Pick up the article on Kentucky's Medicaid award where it stops and write the next part.

* Excerpted passage
[Start of Attachment]

Kentucky’s BCBS Medicaid program has received prestigious NCQA award for quality and patient protection.

Kentucky's Medicaid program is awarded for quality

Source: Thinkstock

By Jesse Migneault

- Kentucky’s Anthem Blue Cross and Blue Shield Kentucky Medicaid has received an award from the National Committee for Quality Assurance (NCQA) for its Medicaid managed care plan. 

The award recognizes the plan’s service and clinical quality that meet or exceed NCQA rigorous requirements for consumer protection and quality improvement.  

"Health plans that step forward to participate in NCQA's New Health Plan Accreditation Program early on in their history are to be especially commended,” said Margaret E. O’Kane, NCQA president. “Our standards are rigorous, and by meeting them, Anthem Blue and Cross Blue Shield Kentucky Medicaid has shown that it is well designed and serious about the quality of care it provides."

The award is different than the NCQA's Health Plan Accreditation Program, recognizing programs that are less than three years old. The New Health Plan Accreditation is valid for three years.

Kentucky’s Medicaid managed care plan coordinates physical health, behavioral health, dental care, and vision services for over 119,000 residents across the entire state.

Anthem BCBS launched its Kentucky Medicaid plan in 2014.  Since then, the health payer has been the recipient of several contracts to expand its Kentucky Medicaid offerings as well as expand into the Kentucky Children’s Health Insurance program (KCHIP).   

“This accreditation is a reflection of Anthem’s commitment to developing and delivering quality products and services that meet the unique needs of our members,” said Anthem Blue Cross and Blue Shield in Kentucky President Cecelia Manlove.

“It is an honor to be acknowledged for providing quality, effective care to our members, and we thank our associates and provider partners for all the hard work that went into achieving this award,” she continued.

Kentucky has long been in the crosshairs of the ACA Medicaid expansion debate.  Kentucky was one of 31 states to join the ACA Medicaid expansion program in 2014 and has undergone dramatic effects. 

The number of uninsured residents in the state has seen a 12.6-percent drop between 2013 and 2016, the largest decrease in the nation.

The success of the state’s Medicaid expansion program, Kynect, has transformed the state which ranked 44 out of 50 in general health into a national model of participation and improvement in public health programs.

[End of Attachment]

* Saved entries
[Start of Attachment]

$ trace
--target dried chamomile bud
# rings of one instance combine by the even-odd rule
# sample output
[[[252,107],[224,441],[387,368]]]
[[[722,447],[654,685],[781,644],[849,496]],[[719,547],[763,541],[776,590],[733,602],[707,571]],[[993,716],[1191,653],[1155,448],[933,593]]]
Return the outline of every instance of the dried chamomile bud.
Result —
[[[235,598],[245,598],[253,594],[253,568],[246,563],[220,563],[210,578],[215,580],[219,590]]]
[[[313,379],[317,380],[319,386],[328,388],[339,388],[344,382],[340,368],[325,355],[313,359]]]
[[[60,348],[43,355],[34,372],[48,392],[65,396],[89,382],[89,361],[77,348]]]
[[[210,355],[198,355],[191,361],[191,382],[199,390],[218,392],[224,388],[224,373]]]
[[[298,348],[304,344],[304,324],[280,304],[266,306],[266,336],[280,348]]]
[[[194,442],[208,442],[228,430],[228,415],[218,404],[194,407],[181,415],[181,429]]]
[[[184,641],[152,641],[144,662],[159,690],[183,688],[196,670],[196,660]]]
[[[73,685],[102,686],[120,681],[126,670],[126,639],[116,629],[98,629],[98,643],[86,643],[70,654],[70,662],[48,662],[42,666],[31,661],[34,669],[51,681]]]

[End of Attachment]

* Solved problem
In 2016, nearly one-third of Kentucky’s population received healthcare through an ACA Medicaid expansion program.

Recent gains in coverage may be about to change.  Kentucky Governor Matt Bevin (R) submitted a Section 1115 waiver in 2016, which would enable the state to opt out of mandated coverage regulations in the state’s Medicaid expansion program.

Kentucky joins Maine as part of a national trend, as more states look for flexibility and apply for Section 1115 waivers.  

The Maine waiver has proposed changes which would increase the level of patient responsibility for Medicaid beneficiaries, include a work requirement, charges for missed appointments, asset reviews, and a new monthly premium.

Earlier in 2017, HHS Secretary Tom Price sent a letter to the nation’s governors encouraging them to utilize the waiver option to modify Medicaid and other ACA regulations in their state healthcare systems.

HHS must approve the waiver requests before state officials can put them into effect.

The decision on the Kentucky waiver is expected in June 2017, and if approved will institute a revised Medicaid model, Kentucky Health.

The reform comes despite a 72-percent approval rating from Kentucky residents for the existing Medicaid expansion services.   The waiver would allow the state to cut large groups out of Medicaid, or make qualifying for coverage difficult or impossible.

According to the governor at a recent town hall, this reform is an effort to make those currently receiving needed healthcare feel less like a “ward of the state.”